> **Supplied text**:
################

Skip to main content

B-209775, APR 15, 1983

B-209775 Apr 15, 1983
Jump To:
Skip to Highlights

Highlights

GAO WILL NOT DISTURB A PROCURING AGENCY'S DETERMINATION THAT A FIRM IS NONRESPONSIBLE WHEN THAT DETERMINATION IS REASONABLY BASED ON REQUIREMENT FOR TIMELY RESPONSE TO DEMANDS FOR SERVICE AND THE SPECIFICATION SETS FORTH MINIMUM LEVELS OF REPAIR TEAMS. REPAIR PARTS AND MANUALS THAT CONTRACTOR MUST HAVE IN THE LOCAL AREA TO PROVIDE TIMELY SERVICE. REPAIR PARTS AND MANUALS THAT CONTRACTOR MUST HAVE IN THE LOCAL AREA ARE RESTRICTIVE IS UNTIMELY UNDER GAO BID PROTEST PROCEDURES AND WILL NOT BE CONSIDERED ON THE MERITS. THE PROTEST IS DENIED IN PART AND DISMISSED IN PART. THE INVITATION WAS ISSUED AUGUST 13. THE VA DETERMINED THAT ARMOR-MEMPHIS WAS NOT RESPONSIBLE ON THIS BASIS. CONTENDS THAT THE VA'S DETERMINATION OF NONRESPONSIBILITY WAS IN ERROR.

View Decision

B-209775, APR 15, 1983

DIGEST: 1. GAO WILL NOT DISTURB A PROCURING AGENCY'S DETERMINATION THAT A FIRM IS NONRESPONSIBLE WHEN THAT DETERMINATION IS REASONABLY BASED ON REQUIREMENT FOR TIMELY RESPONSE TO DEMANDS FOR SERVICE AND THE SPECIFICATION SETS FORTH MINIMUM LEVELS OF REPAIR TEAMS, REPAIR PARTS AND MANUALS THAT CONTRACTOR MUST HAVE IN THE LOCAL AREA TO PROVIDE TIMELY SERVICE, WHICH LEVELS THE FIRM CLEARLY DOES NOT SATISFY. 2. PROTEST INITIALLY FILED WITH PROCURING AGENCY AFTER BID OPENING ALLEGING THAT SPECIFICATION PROVISIONS CONCERNING MINIMUM LEVEL OF REPAIR TEAMS, REPAIR PARTS AND MANUALS THAT CONTRACTOR MUST HAVE IN THE LOCAL AREA ARE RESTRICTIVE IS UNTIMELY UNDER GAO BID PROTEST PROCEDURES AND WILL NOT BE CONSIDERED ON THE MERITS.

################

> **Dataset entries**:

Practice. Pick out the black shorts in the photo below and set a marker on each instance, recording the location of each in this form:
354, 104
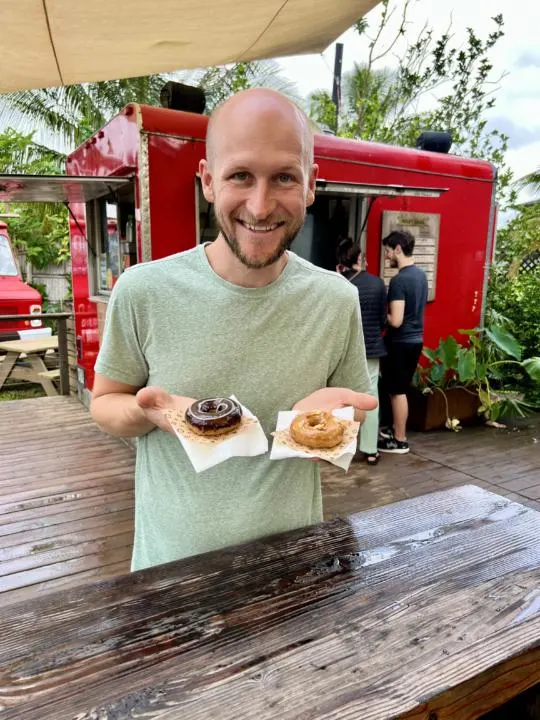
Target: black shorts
398, 367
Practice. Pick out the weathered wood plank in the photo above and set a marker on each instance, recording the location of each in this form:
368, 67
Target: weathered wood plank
368, 617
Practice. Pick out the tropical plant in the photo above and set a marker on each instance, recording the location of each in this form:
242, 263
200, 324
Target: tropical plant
41, 230
531, 182
514, 284
435, 85
478, 368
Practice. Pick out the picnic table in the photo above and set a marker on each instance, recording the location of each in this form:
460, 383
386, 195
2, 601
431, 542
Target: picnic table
24, 361
426, 608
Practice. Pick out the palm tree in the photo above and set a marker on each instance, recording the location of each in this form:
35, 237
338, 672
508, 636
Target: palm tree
71, 114
370, 100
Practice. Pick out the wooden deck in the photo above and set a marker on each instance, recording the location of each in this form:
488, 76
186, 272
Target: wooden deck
66, 498
66, 489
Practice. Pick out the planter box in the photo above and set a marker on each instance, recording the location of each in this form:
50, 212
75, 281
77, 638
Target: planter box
428, 412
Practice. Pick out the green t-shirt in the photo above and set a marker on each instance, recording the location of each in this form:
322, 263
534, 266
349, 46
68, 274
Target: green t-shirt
174, 323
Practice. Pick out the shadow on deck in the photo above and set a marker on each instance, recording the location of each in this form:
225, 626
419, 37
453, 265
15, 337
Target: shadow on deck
66, 488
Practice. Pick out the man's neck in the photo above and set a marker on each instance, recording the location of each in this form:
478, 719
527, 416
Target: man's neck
225, 264
404, 261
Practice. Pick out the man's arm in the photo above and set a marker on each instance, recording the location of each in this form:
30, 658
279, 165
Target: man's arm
115, 409
127, 411
396, 313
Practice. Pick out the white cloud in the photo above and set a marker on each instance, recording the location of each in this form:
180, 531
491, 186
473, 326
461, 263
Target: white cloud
517, 101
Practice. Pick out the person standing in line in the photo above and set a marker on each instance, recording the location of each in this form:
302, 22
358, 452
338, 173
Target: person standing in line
372, 296
407, 297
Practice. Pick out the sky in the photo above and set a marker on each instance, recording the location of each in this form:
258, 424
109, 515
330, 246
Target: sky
517, 107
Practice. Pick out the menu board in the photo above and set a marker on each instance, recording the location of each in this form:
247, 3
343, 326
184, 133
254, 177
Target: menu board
425, 229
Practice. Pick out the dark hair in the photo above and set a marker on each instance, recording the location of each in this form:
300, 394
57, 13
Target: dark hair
403, 238
348, 253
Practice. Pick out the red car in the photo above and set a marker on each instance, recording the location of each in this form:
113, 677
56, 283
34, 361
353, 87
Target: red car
16, 297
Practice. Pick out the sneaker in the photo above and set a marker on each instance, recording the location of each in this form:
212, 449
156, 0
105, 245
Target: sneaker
400, 447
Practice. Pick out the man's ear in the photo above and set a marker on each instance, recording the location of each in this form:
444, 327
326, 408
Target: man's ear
206, 181
310, 197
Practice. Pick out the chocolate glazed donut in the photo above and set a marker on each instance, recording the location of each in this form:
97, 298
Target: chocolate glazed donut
214, 416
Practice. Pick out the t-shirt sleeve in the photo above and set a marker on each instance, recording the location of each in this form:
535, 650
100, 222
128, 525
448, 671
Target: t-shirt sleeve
351, 371
395, 289
121, 356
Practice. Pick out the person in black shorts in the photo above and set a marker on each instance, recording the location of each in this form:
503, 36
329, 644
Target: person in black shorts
372, 297
407, 297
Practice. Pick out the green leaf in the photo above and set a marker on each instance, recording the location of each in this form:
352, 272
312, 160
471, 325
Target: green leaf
466, 365
505, 341
437, 374
448, 350
430, 354
532, 366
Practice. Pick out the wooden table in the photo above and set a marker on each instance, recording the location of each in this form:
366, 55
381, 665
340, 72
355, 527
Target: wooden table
427, 608
34, 350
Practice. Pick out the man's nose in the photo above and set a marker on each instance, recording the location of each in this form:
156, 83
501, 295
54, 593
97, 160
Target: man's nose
261, 201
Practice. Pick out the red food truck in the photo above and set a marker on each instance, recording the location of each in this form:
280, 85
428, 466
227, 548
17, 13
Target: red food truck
134, 195
16, 297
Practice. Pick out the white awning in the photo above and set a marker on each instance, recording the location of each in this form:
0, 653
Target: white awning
58, 188
62, 42
338, 188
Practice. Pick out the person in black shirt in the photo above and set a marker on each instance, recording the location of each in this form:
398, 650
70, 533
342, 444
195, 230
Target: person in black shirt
372, 296
407, 297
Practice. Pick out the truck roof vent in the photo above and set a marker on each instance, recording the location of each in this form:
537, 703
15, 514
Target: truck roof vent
177, 96
434, 141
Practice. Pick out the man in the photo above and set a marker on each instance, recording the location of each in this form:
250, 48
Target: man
372, 297
239, 316
407, 296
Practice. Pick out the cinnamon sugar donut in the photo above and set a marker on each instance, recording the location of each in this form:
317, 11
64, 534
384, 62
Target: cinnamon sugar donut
317, 429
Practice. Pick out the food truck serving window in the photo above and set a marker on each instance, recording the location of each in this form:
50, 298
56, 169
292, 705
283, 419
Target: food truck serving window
112, 238
111, 233
110, 212
7, 261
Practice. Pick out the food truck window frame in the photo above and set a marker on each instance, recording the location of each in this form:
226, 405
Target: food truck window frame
110, 255
202, 206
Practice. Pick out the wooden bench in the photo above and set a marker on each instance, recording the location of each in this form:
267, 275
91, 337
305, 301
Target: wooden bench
50, 374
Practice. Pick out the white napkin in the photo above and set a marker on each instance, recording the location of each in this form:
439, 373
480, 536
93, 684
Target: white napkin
343, 460
249, 442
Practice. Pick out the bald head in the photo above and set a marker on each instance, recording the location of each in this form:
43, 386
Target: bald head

################

> **What you need to do**:
**1)** List the things that the GAO decision B-209775 says the specification sets minimum levels for, which the contractor must have in the local area.
**2)** Resume the GAO decision B-209775 after the last sentence of its second digest point.

> **Answers by task**:
**1)** Repair teams, repair parts, manuals

**2)**
ARMOR ELEVATOR COMPANY-MEMPHIS, INC.:

ARMOR ELEVATOR COMPANY-MEMPHIS, INC. PROTESTS THE REJECTION OF ITS LOW BID UNDER INVITATION FOR BIDS NO. 614-78-82 ISSUED BY THE VETERANS ADMINISTRATION MEDICAL CENTER, MEMPHIS, TENNESSEE TO OBTAIN SCHEDULED MAINTENANCE AND EMERGENCY REPAIR SERVICE FOR ITS ELEVATORS DURING FISCAL YEAR 1983. THE PROTEST IS DENIED IN PART AND DISMISSED IN PART.

THE INVITATION WAS ISSUED AUGUST 13, 1982 AND ON THE SCHEDULED BID OPENING DATE, SEPTEMBER 14, ARMOR-MEMPHIS SUBMITTED THE LOW BID. THE VA CONDUCTED A PREAWARD SURVEY OF ARMOR-MEMPHIS' LOCAL FACILITIES WHICH DISCLOSED THAT IT EMPLOYED ONLY ONE FULL TIME SERVICE REPAIR TEAM AND THAT IT HAD ONLY A SMALL FRACTION OF THE REPAIR AND REPLACEMENT PARTS AND THE MAINTENANCE MANUALS, DIAGRAMS, AND OTHER DOCUMENTATION NEEDED TO PERFORM THE CONTRACT PROPERLY AND THEREFORE DID NOT SATISFY MINIMUM REQUIREMENTS FOR THESE AREAS SET FORTH IN THE SPECIFICATIONS. THE VA DETERMINED THAT ARMOR-MEMPHIS WAS NOT RESPONSIBLE ON THIS BASIS, AWARDED THE CONTRACT TO THE SECOND LOW BIDDER, DOVER ELEVATOR COMPANY, AND SO ADVISED ARMOR- MEMPHIS BY LETTER OF OCTOBER 7. ARMOR-MEMPHIS, IN A LETTER OF OCTOBER 12, PROTESTED THE REJECTION OF ITS BID TO THE VA, WHICH PROTEST THE VA DENIED BY LETTER OF OCTOBER 25.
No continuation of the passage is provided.